Dear M-1 Global,
I know that you don’t know me, and I really don’t know who you are either. What I do seem to notice, however, is that you seem hellbent on ruining the career of the greatest mixed-martial artist of all time with pettiness and ridiculous claims.
As a sports fan, I totally get it. Contract renegotiation is apart of the sport. You’re in there to make sure that your fighter gets the best possible deal so that you, in return, get the best possible deal. Baseball, basketball, football; they all do the same thing. Albert Pujols reportedly just turned down a $30 million dollar per year contract by a team in favor of playing the field to see if he could get a better deal. I also understand that it’s not just about the money. If Pujols takes a contract for significantly less, not only does he hurt his own pockets, but also the pockets of his agent and literally every other baseball player for the next 10 years.
It’s the same thing with Fedor Emelianenko. When he signed with Strikeforce he was the premier heavyweight in the world. He was unbeaten in a decade and desereved to be paid top dollar. The word was he was getting $1 million per fight from Affliction and you had no reason to expect less. That part I totally understand.
Where the disconnect comes for me is after the fight.
Why must every fight seemingly involve a contract renegotiation? It’s not just with Strikeforce either. The talk surrounding your deal with the UFC was at first unwaiveringly favoring that Dana White and the UFC were absolutely trying to screw you guys. The word is that he wanted to pay you nothing (because that’s what he thought you were worth in the American market) and basically own the “Fedor” brand. When Dana White came out to play damage control and claim that it was your camp that was being unreasonable, most MMA fans didn’t believe a word coming out of his mouth. “How could the number 1 fighter in the world NOT want to fight for the UFC? It’s got to be Dana messing this all up.”
At least, that’s what I thought the first time. How’s the old saying go? Fool me once, shame on you…? Something to that effect.

Dataset extract ->
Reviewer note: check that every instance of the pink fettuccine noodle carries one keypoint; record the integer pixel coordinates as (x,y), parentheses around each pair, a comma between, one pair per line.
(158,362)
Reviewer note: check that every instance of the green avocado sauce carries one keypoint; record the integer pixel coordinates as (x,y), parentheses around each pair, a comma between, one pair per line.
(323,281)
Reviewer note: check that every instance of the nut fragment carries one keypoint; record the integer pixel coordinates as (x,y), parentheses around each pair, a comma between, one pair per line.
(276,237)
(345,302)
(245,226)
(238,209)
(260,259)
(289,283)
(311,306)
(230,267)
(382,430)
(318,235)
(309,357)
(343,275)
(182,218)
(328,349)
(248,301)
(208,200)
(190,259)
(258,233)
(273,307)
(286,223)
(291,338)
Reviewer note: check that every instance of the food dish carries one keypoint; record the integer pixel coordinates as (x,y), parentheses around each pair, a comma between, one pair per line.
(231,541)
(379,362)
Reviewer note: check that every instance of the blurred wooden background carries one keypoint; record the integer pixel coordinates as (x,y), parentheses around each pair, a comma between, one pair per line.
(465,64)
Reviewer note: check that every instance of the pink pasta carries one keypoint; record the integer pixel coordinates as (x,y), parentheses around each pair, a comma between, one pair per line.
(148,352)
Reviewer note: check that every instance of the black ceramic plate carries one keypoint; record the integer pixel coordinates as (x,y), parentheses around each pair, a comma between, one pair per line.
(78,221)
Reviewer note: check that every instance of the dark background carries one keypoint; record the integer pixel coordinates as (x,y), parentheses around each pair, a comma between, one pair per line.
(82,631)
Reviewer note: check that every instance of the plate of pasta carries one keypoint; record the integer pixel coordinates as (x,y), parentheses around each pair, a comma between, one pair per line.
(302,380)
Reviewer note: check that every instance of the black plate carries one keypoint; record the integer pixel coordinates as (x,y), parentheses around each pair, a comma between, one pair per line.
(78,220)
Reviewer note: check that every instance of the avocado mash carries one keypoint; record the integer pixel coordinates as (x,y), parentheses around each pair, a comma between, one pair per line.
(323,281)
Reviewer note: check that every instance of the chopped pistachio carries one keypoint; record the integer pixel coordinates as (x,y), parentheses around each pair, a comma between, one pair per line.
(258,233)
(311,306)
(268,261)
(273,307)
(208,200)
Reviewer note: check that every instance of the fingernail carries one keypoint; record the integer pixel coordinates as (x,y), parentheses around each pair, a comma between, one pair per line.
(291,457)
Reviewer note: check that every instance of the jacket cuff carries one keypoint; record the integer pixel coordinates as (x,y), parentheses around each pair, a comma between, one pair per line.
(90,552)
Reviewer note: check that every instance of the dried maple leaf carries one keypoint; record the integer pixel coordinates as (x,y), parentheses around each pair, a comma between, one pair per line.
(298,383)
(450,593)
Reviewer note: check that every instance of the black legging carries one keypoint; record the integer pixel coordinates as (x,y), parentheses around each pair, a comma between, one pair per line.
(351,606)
---
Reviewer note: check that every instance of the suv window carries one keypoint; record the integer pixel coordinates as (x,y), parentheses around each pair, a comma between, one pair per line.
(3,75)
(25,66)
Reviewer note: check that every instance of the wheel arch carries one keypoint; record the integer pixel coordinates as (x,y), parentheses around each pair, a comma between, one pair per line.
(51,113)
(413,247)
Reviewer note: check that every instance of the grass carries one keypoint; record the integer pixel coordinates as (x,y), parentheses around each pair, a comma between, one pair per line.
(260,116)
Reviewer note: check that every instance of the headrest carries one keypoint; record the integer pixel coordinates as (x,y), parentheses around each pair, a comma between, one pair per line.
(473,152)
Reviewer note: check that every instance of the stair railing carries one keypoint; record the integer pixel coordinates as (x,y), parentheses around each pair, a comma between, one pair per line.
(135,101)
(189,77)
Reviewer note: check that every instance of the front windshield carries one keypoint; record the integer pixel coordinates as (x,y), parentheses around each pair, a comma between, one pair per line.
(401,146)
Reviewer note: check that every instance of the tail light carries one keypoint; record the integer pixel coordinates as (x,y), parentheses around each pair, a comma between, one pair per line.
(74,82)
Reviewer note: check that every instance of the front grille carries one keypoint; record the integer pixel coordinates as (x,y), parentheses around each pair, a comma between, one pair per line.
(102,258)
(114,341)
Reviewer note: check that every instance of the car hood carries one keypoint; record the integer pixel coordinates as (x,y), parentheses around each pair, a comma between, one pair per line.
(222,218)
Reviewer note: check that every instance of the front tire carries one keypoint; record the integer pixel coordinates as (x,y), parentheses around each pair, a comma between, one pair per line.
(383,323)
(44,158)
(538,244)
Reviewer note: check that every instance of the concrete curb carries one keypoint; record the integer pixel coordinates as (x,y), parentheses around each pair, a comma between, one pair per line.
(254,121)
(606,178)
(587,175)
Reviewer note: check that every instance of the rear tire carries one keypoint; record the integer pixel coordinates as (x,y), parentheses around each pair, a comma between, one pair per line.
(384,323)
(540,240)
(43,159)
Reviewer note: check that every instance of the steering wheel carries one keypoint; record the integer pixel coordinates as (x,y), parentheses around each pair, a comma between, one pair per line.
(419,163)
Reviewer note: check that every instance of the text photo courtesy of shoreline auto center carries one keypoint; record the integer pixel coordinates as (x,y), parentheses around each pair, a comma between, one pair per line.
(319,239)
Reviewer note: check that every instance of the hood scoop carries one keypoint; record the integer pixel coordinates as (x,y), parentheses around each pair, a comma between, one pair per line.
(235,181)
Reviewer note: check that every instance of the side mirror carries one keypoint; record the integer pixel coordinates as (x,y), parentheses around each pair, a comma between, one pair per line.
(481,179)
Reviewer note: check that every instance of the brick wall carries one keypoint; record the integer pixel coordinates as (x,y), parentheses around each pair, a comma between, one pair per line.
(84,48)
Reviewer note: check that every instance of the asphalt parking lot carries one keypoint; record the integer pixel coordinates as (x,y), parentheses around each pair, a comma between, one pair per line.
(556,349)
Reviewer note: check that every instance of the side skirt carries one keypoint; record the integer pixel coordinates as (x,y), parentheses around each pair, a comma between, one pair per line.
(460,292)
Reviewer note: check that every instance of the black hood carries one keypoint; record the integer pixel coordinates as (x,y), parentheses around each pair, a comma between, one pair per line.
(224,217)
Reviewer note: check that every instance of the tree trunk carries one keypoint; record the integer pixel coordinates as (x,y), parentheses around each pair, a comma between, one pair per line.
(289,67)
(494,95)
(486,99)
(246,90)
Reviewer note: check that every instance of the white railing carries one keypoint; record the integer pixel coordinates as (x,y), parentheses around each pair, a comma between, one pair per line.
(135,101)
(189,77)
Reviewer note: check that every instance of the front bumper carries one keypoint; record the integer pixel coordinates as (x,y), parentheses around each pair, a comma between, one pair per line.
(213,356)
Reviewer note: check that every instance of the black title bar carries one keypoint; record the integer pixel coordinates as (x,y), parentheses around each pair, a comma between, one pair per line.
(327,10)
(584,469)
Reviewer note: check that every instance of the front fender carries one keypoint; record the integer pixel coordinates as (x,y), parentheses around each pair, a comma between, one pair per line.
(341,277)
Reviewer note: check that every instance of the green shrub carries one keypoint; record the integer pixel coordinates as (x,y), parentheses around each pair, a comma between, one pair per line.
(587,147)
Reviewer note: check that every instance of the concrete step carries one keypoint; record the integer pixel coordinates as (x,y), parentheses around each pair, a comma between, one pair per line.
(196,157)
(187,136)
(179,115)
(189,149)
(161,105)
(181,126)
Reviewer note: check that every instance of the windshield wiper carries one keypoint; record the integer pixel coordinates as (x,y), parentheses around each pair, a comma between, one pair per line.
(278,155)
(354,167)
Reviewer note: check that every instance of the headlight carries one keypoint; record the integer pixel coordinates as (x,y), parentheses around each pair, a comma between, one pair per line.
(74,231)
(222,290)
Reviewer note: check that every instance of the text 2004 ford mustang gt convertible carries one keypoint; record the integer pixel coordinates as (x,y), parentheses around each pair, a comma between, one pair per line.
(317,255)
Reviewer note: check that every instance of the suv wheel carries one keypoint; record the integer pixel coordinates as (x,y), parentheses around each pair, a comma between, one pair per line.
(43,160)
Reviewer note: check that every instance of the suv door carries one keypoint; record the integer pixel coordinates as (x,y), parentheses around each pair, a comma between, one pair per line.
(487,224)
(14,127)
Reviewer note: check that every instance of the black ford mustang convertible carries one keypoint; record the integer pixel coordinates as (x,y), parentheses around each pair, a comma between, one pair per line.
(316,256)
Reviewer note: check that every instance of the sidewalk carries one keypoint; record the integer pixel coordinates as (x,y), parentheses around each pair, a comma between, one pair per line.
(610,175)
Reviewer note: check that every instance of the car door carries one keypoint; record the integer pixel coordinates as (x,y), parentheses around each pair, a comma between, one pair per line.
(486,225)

Your goal ->
In the letter to M-1 Global, how much was Fedor Emelianenko reportedly paid per fight by Affliction?

Written solution ->
$1 million per fight